» **WHAT IS BEING ASKED**
Copy out the data that comes next, character for character, and leave the images aside.

» **Stored data entries**
╔══
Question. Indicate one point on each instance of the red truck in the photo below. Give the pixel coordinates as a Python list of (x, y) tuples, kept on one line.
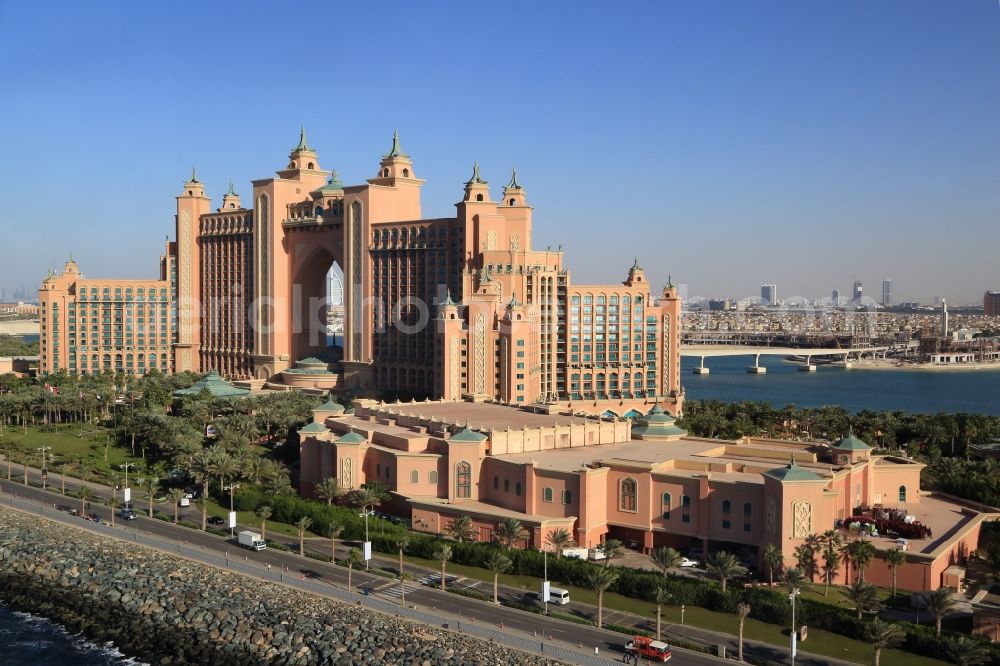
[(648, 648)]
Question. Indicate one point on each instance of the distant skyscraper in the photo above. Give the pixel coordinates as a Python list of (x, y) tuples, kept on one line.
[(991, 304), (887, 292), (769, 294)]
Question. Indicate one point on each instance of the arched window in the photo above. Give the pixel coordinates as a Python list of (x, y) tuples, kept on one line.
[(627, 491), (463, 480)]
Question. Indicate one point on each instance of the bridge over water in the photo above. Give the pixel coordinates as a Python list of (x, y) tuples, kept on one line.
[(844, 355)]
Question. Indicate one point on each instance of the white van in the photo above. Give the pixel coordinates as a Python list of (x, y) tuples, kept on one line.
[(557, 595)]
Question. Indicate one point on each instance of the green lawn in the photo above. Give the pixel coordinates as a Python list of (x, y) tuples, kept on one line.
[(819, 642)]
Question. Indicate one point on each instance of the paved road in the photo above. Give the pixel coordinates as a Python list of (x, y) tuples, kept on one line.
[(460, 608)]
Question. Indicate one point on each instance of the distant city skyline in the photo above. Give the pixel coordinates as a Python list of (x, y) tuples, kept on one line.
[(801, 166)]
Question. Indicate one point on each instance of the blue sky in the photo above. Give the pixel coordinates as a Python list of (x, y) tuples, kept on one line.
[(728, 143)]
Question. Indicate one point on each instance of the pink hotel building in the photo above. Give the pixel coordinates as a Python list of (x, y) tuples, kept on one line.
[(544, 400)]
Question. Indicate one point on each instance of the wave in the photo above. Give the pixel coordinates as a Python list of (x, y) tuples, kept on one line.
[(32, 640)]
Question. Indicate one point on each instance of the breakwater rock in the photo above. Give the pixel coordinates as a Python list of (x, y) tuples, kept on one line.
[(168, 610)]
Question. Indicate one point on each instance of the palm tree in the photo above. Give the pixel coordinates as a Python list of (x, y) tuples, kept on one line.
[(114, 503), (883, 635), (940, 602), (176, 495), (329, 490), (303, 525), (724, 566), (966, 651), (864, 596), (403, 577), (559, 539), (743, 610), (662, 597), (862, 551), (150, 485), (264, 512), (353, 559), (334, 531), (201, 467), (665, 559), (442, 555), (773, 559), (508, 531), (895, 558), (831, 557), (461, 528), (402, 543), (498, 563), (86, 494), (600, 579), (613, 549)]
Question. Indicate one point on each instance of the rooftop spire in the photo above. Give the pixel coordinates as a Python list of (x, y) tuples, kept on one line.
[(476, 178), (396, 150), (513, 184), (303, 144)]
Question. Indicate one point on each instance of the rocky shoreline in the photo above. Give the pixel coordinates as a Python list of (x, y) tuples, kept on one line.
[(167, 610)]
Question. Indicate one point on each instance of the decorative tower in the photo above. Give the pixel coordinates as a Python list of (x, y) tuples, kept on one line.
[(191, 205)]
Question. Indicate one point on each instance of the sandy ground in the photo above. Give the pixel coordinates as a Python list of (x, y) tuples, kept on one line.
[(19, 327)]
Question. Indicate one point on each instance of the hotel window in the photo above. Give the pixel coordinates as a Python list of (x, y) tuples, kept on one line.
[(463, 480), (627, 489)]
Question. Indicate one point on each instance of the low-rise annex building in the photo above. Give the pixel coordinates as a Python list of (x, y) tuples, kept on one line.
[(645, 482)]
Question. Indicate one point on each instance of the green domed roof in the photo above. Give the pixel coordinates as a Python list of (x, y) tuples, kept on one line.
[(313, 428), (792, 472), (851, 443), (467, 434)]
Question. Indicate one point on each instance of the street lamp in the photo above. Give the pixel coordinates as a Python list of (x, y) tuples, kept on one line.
╚══
» **ANSWER BOX**
Question. Indicate one point on each instance of the red truck in the photo below. Give the pixel coordinates as a Python list of (x, y) tuples, kept on one line.
[(648, 648)]
Question. Indicate one point on each instance of the distant skyscraper in the photo above. Give the pixel coordinates as a Python list of (x, y) tuples, kept on one line.
[(991, 304), (887, 292), (769, 294)]
Question. Indicate one point on each instance of the arched window in the photo above. Give the pixel coordinates as a Python list of (x, y) tuples, kept on one line.
[(627, 491), (463, 480)]
Question. Indicate one point on each instance of the bridge over water in the photo above. Give the pixel coordinates as a Python list of (x, y) tuples, kept on one line.
[(844, 355)]
Question. Indicate one point on each instance of the white van in the photo above. Give the pixel coordinates as a Python list of (x, y) tuples, kept on one line.
[(557, 595)]
Question. Indicate one point on each instance of the green lawn in the photo above. Give the pixel coordinates as a Python list of (x, y) tuples, kept on one line.
[(819, 642)]
Question. Indicate one point on each instance of the paved road in the photo above. Give the pixel coordinates as a Python list of (x, y) tuples, kept on one line.
[(460, 608)]
Question. Indicate one point on each instance of the distant city skyline in the photo above. Give the pixel coordinates as a Python list of (x, y) tuples, kept on one line.
[(801, 166)]
Question. Indicate one point on each instance of the blue sky in the photo above. Give the pixel coordinates as a Python list of (x, y) tuples, kept on one line.
[(728, 143)]
Question. Indicate one point on each instance of the pink hotel building in the photo above. Give the pixel coordinates as a Python list of (x, y) tuples, kept on one line.
[(544, 400)]
Question. Indicate one point on each instance of the wave in the photo above. Give the pixel coordinates as a Python list of (x, y) tuples, kept on one line.
[(32, 640)]
Question. Indicate one point on each instance of the breakwater rock in the photo above. Give the pixel coordinates as a Python list of (x, y) tuples, kept on one line.
[(168, 610)]
Question. Indicate one point on each instance of the palm tree in the photo above. Give the pixel coordinates as a Python list of (x, y) tuples, kept on one line.
[(114, 503), (883, 635), (940, 602), (176, 495), (329, 490), (303, 525), (724, 566), (966, 651), (864, 596), (403, 577), (559, 539), (743, 610), (662, 597), (862, 551), (150, 485), (264, 512), (353, 559), (334, 531), (201, 467), (665, 559), (442, 555), (773, 559), (508, 531), (895, 558), (831, 557), (461, 528), (402, 543), (498, 563), (86, 494), (600, 579), (613, 549)]
Question. Indicate one point on each instance of the rooftop spire in the photo above. Give the pixel coordinates as a Python list of (x, y) tuples, kept on one line.
[(476, 178), (396, 150), (513, 184), (303, 144)]
Question. Indicate one point on each instance of the rocky shoreline in the photo above. Give the pixel coordinates as a Python list of (x, y) tuples, kept on one line.
[(167, 610)]
Question. Indicate one point on each instance of the decorative tower in the photo above. Give the pixel coordinates as a Python list of (x, y) tuples, kept on one line.
[(191, 205)]
Question. Indicate one point on each instance of the sandy ground in the photo above. Give the pixel coordinates as a Python list of (x, y) tuples, kept on one line.
[(19, 327)]
Question. Indicate one point on each instance of the hotel window in the photo above. Give the pixel coordinates as a Python list of (x, y) tuples, kept on one line.
[(463, 480), (627, 489)]
Question. Indicate one point on each instance of the low-rise annex building in the photo above. Give the pixel coordinates as a Python list of (x, y) tuples, kept on one line.
[(645, 482)]
Question. Indicate one point on each instance of the green domed roof in the photo above. Give the pixel coordinates as a Python list of (x, y) tuples, kept on one line.
[(313, 428), (792, 472), (851, 443), (467, 434)]
Question. Indicate one point on each instance of the street lamp in the photo above. Give the pixel coordinates as a Python list of (x, y) tuples, kept on one line.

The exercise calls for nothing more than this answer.